- Exercise requirements -
**a.** From the immunotherapy text, write out the stretch from "Immunotherapy for childhood" through "accompany conventional treatments." word for word.
**b.** List the types of cancer that the immunotherapy text names as most common in adolescents between the ages of 15 and 19.

- Supplied text -

Immunotherapy:
For Childhood Cancer

How is Immunotherapy Changing the Outlook for Children with Cancer?

Reviewed by:

Alex Huang, MD
Case Western Reserve University School of Medicine and Rainbow Babies & Children’s Hospital

Immunotherapy for childhood cancer shows promise in certain cancers and without the damaging, long-term side effects that can accompany conventional treatments.

Around the world, young people under the age of 20 receive a cancer diagnosis roughly every two minutes, affecting an estimated 300,000 children and adolescents every year. Although young people are affected by several of the same types of cancer as adults, the ways in which they develop―and the ways in which they must be treated―can be drastically different for several reasons.

Most cancers affecting young people involve a precursor cell, known as “blast” cells. Blast cells play a role in the formation of our bodily tissues, including our blood and immune cells, bones, eyes, and brains.

The most common types of cancer in children under the age of 15 are:

  • acute lymphocytic leukemia
  • brain cancer
  • neuroblastoma
  • non-Hodgkin lymphoma

The most common types of cancer in adolescents between the ages of 15-19 are:

  • brain cancer
  • Hodgkin lymphoma
  • thyroid carcinoma
  • testicular germ cell tumors

For people under the age of 20, cancer causes more deaths than any other disease in the United States. Approximately 1 of every 285 people in the United States will be diagnosed with cancer before the age of 20, and the average age of diagnosis is six years old.

- Supplied data -
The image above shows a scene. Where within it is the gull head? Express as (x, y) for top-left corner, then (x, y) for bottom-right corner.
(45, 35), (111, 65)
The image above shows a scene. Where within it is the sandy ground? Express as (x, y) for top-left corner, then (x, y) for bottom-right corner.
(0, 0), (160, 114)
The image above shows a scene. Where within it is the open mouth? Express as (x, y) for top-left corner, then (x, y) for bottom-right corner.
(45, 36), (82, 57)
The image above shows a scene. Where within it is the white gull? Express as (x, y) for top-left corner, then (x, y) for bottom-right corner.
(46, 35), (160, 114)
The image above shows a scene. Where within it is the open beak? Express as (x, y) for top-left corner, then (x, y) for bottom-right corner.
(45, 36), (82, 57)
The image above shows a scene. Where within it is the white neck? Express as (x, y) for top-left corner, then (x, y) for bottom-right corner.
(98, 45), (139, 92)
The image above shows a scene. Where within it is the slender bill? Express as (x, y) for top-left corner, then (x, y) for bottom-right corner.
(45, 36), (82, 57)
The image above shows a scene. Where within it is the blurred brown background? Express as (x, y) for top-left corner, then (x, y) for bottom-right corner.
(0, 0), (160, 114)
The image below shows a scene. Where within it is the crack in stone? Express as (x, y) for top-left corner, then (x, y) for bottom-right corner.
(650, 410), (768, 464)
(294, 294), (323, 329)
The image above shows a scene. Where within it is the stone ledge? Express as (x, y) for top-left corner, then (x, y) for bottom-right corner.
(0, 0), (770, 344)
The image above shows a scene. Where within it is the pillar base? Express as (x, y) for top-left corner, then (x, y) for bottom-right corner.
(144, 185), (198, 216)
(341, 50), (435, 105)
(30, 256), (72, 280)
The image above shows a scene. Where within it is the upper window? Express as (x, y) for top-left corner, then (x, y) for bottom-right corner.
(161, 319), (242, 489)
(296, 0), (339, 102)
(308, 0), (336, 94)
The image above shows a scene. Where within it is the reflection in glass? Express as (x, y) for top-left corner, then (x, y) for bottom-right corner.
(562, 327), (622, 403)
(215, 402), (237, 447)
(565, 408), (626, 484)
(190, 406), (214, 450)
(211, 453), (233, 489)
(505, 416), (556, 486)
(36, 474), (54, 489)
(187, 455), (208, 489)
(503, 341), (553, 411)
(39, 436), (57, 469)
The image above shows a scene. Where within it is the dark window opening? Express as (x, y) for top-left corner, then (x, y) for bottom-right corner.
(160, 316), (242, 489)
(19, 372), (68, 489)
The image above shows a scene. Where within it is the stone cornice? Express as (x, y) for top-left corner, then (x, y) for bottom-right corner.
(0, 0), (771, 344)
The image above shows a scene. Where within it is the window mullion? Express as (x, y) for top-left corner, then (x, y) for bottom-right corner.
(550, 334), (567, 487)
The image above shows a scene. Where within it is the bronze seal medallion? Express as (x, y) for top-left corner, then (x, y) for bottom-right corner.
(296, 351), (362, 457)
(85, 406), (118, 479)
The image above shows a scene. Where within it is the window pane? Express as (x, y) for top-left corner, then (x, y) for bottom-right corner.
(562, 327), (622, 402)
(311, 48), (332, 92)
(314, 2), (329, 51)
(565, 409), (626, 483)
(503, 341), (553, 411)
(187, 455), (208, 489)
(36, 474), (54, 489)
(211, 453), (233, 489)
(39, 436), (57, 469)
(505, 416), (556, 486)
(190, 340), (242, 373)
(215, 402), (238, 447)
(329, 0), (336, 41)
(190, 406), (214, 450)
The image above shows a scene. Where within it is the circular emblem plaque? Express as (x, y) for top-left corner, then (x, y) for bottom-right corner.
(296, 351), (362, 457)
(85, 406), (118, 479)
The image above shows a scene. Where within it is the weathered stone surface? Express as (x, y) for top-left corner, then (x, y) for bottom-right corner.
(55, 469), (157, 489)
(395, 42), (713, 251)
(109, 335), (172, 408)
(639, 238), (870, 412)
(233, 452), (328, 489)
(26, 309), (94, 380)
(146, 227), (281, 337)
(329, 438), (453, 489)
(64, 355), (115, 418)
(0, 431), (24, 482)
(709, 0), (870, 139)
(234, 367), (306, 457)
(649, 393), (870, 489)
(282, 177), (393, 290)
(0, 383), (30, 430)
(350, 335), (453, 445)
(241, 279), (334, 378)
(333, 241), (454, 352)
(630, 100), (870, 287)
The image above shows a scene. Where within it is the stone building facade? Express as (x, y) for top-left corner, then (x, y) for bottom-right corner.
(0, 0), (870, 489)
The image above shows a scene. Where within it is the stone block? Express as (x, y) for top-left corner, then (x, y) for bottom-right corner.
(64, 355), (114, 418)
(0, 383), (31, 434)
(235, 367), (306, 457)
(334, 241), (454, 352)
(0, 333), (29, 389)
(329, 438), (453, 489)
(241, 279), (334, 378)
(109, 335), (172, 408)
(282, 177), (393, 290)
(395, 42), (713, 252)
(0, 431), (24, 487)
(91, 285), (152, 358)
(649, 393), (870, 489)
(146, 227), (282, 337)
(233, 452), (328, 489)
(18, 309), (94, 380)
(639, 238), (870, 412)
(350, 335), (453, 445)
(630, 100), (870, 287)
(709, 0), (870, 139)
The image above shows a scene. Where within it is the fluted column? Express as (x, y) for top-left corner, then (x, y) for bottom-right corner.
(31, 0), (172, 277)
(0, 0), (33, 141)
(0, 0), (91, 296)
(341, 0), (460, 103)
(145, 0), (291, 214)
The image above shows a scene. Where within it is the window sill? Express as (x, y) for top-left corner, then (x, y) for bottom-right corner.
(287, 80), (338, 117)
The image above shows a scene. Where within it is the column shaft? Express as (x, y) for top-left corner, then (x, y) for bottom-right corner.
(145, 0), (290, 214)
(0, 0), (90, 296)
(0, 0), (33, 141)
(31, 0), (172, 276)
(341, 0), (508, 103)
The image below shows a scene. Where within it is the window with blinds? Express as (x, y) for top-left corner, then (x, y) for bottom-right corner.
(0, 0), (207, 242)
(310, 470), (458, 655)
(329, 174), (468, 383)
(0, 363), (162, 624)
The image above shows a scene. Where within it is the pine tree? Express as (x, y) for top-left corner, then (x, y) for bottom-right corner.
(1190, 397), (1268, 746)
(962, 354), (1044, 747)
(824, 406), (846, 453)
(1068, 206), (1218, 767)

- Solutions per task -
**a.**
Immunotherapy for childhood cancer shows promise in certain cancers and without the damaging, long-term side effects that can accompany conventional treatments.

**b.**
brain cancer
Hodgkin lymphoma
thyroid carcinoma
testicular germ cell tumors